**DO THIS**
Copy out every line of the material below word for word, without changing anything.

**DATA FOR THIS EXERCISE**
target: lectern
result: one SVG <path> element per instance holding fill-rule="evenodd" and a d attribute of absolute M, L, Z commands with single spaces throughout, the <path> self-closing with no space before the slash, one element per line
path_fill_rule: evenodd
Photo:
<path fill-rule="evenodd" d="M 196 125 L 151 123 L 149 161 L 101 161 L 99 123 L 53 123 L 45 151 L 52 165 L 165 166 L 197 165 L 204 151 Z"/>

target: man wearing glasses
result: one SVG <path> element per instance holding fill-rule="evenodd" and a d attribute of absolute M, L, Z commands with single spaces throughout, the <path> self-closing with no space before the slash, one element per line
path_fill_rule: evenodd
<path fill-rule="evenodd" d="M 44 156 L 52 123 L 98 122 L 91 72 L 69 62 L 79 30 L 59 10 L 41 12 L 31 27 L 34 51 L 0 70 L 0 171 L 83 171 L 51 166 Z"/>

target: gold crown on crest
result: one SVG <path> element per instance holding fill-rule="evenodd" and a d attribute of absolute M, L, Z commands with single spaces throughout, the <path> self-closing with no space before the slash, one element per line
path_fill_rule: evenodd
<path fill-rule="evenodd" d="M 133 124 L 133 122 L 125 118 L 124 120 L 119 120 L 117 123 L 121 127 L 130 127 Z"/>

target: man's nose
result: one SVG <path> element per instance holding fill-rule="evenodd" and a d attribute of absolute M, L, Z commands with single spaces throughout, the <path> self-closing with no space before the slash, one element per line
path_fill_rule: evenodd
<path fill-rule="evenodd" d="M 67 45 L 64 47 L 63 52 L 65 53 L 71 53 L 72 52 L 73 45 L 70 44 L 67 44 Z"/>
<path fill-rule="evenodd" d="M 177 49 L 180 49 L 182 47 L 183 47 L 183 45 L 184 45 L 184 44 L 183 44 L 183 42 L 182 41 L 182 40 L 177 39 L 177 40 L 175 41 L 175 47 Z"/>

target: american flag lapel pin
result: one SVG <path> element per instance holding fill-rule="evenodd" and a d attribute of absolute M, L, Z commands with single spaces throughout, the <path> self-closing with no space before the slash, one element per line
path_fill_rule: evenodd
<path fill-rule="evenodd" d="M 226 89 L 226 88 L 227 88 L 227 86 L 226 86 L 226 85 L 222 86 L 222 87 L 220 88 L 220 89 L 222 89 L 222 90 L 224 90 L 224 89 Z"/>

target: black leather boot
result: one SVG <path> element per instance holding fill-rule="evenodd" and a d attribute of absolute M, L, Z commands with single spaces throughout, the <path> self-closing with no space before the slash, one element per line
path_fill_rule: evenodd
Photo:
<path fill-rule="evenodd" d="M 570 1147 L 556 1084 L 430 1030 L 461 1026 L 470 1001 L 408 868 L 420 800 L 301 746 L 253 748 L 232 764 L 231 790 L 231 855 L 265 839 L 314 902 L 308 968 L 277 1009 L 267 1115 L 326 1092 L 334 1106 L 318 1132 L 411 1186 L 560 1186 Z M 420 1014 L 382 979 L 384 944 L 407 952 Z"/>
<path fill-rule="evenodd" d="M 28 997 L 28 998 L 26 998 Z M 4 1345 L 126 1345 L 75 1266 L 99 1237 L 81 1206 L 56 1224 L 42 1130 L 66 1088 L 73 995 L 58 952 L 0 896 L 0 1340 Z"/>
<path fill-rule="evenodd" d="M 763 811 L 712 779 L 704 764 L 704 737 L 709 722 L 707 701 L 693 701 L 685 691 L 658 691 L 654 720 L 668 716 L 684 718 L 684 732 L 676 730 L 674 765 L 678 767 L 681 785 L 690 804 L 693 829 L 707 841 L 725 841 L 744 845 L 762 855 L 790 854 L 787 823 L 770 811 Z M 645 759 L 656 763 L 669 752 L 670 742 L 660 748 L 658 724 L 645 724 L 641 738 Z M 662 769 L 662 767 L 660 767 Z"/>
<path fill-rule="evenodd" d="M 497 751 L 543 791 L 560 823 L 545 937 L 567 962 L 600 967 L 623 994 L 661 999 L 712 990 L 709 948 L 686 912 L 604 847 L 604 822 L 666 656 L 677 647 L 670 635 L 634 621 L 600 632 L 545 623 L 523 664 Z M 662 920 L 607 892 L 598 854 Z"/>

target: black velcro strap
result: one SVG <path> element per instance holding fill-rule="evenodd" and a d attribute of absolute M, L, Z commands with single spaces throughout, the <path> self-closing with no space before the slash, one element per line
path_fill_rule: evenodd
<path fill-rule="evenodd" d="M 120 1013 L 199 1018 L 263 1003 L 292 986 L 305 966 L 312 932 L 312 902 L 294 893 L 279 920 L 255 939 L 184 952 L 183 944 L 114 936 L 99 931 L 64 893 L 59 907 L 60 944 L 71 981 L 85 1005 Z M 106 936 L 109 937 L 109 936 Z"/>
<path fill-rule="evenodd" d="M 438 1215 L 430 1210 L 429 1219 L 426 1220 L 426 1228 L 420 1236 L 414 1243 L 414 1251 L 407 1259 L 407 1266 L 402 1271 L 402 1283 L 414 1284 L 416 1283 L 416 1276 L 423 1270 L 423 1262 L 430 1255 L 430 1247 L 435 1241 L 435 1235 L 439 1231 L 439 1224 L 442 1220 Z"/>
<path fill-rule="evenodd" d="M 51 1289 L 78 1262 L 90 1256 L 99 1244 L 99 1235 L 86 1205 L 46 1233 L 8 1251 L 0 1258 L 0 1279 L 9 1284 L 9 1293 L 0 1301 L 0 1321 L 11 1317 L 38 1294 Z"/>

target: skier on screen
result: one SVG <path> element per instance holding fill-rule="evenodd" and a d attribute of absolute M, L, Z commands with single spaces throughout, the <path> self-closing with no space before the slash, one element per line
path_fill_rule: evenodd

**REPLY**
target: lectern
result: one SVG <path> element per instance holding fill-rule="evenodd" and a d attribute of absolute M, L, Z commands with single spaces throughout, the <path> self-closing with no space before the slash, one element per line
path_fill_rule: evenodd
Photo:
<path fill-rule="evenodd" d="M 196 125 L 151 123 L 149 161 L 101 161 L 99 123 L 53 123 L 45 151 L 52 165 L 165 166 L 197 165 L 204 151 Z"/>

target: man wearing glasses
result: one SVG <path> element per instance holding fill-rule="evenodd" and a d attribute of absolute M, L, Z commands with single spaces throughout, the <path> self-closing with no space before the slash, one element per line
path_fill_rule: evenodd
<path fill-rule="evenodd" d="M 44 156 L 52 123 L 98 122 L 91 72 L 69 62 L 79 30 L 59 10 L 41 12 L 31 27 L 34 51 L 0 70 L 0 171 L 83 171 L 51 166 Z"/>

target: gold crown on crest
result: one SVG <path> element per instance holding fill-rule="evenodd" and a d attribute of absolute M, L, Z commands with single spaces throughout, the <path> self-closing with no space before the slash, one element per line
path_fill_rule: evenodd
<path fill-rule="evenodd" d="M 133 124 L 133 122 L 125 118 L 124 120 L 119 120 L 117 123 L 121 127 L 130 127 Z"/>

target: man's nose
result: one SVG <path> element per instance holding fill-rule="evenodd" and a d attribute of absolute M, L, Z commands with single spaces throughout, the <path> self-closing with no space before the slash, one element per line
path_fill_rule: evenodd
<path fill-rule="evenodd" d="M 67 45 L 64 47 L 63 52 L 65 53 L 71 53 L 72 52 L 73 45 L 70 44 L 67 44 Z"/>
<path fill-rule="evenodd" d="M 177 49 L 180 49 L 182 47 L 183 47 L 183 45 L 184 45 L 184 44 L 183 44 L 183 42 L 182 41 L 182 40 L 177 39 L 177 40 L 175 41 L 175 47 Z"/>

target: american flag lapel pin
result: one SVG <path> element per instance holding fill-rule="evenodd" and a d attribute of absolute M, L, Z commands with single spaces throughout, the <path> self-closing with no space before the slash, one element per line
path_fill_rule: evenodd
<path fill-rule="evenodd" d="M 226 89 L 226 88 L 227 88 L 227 86 L 226 86 L 226 85 L 222 86 L 222 87 L 220 88 L 220 89 L 222 89 L 222 90 L 224 90 L 224 89 Z"/>

target: black leather boot
result: one SVG <path> element per instance holding fill-rule="evenodd" and a d attribute of absolute M, L, Z commands with single spaces throughout, the <path> self-closing with no space before the slash, one element per line
path_fill_rule: evenodd
Photo:
<path fill-rule="evenodd" d="M 570 1147 L 556 1084 L 430 1030 L 461 1026 L 470 1001 L 408 868 L 420 800 L 301 746 L 253 748 L 232 764 L 231 790 L 231 855 L 265 839 L 314 902 L 308 968 L 277 1009 L 267 1115 L 326 1092 L 334 1106 L 318 1132 L 411 1186 L 560 1186 Z M 420 1014 L 382 979 L 384 944 L 407 952 Z"/>
<path fill-rule="evenodd" d="M 28 997 L 28 998 L 26 998 Z M 4 1345 L 126 1345 L 75 1266 L 99 1237 L 81 1206 L 56 1224 L 42 1130 L 66 1088 L 73 995 L 58 952 L 0 896 L 0 1340 Z"/>
<path fill-rule="evenodd" d="M 763 811 L 712 779 L 704 764 L 704 737 L 709 722 L 707 701 L 693 701 L 685 691 L 658 691 L 654 720 L 668 716 L 684 718 L 684 732 L 676 730 L 674 765 L 678 767 L 681 785 L 690 804 L 693 829 L 707 841 L 725 841 L 744 845 L 762 855 L 790 854 L 787 823 L 770 811 Z M 645 759 L 656 763 L 669 752 L 670 742 L 660 748 L 658 724 L 645 724 L 641 738 Z M 662 769 L 662 767 L 660 767 Z"/>
<path fill-rule="evenodd" d="M 497 751 L 543 791 L 560 823 L 545 937 L 567 962 L 600 967 L 623 994 L 661 999 L 712 990 L 709 948 L 686 912 L 604 847 L 604 822 L 666 656 L 677 647 L 670 635 L 634 621 L 600 632 L 545 623 L 523 664 Z M 662 920 L 607 892 L 598 854 Z"/>

target: black velcro strap
result: one SVG <path> element per instance holding fill-rule="evenodd" and a d attribute of absolute M, L, Z commands with single spaces throughout, the <path> self-closing with no space before the slash, one element per line
path_fill_rule: evenodd
<path fill-rule="evenodd" d="M 120 1013 L 199 1018 L 263 1003 L 292 986 L 305 966 L 312 932 L 312 902 L 294 893 L 279 920 L 255 939 L 184 952 L 183 944 L 114 936 L 99 931 L 64 893 L 59 907 L 60 944 L 71 981 L 85 1005 Z M 106 936 L 109 937 L 109 936 Z"/>
<path fill-rule="evenodd" d="M 438 1215 L 430 1210 L 429 1219 L 426 1220 L 426 1228 L 420 1236 L 414 1243 L 414 1251 L 407 1259 L 407 1266 L 402 1271 L 402 1283 L 414 1284 L 416 1283 L 416 1276 L 423 1270 L 423 1262 L 430 1255 L 430 1247 L 435 1241 L 435 1235 L 439 1231 L 439 1224 L 442 1220 Z"/>
<path fill-rule="evenodd" d="M 51 1289 L 78 1262 L 90 1256 L 99 1244 L 99 1235 L 86 1205 L 46 1233 L 8 1251 L 0 1258 L 0 1279 L 9 1284 L 9 1293 L 0 1301 L 0 1321 L 11 1317 L 38 1294 Z"/>

target: skier on screen
result: one SVG <path> element per instance holding fill-rule="evenodd" and a d attribute of absolute M, L, Z commands with single spaces throughout, the <path> self-closing with no space before the slash, one element per line
path_fill_rule: evenodd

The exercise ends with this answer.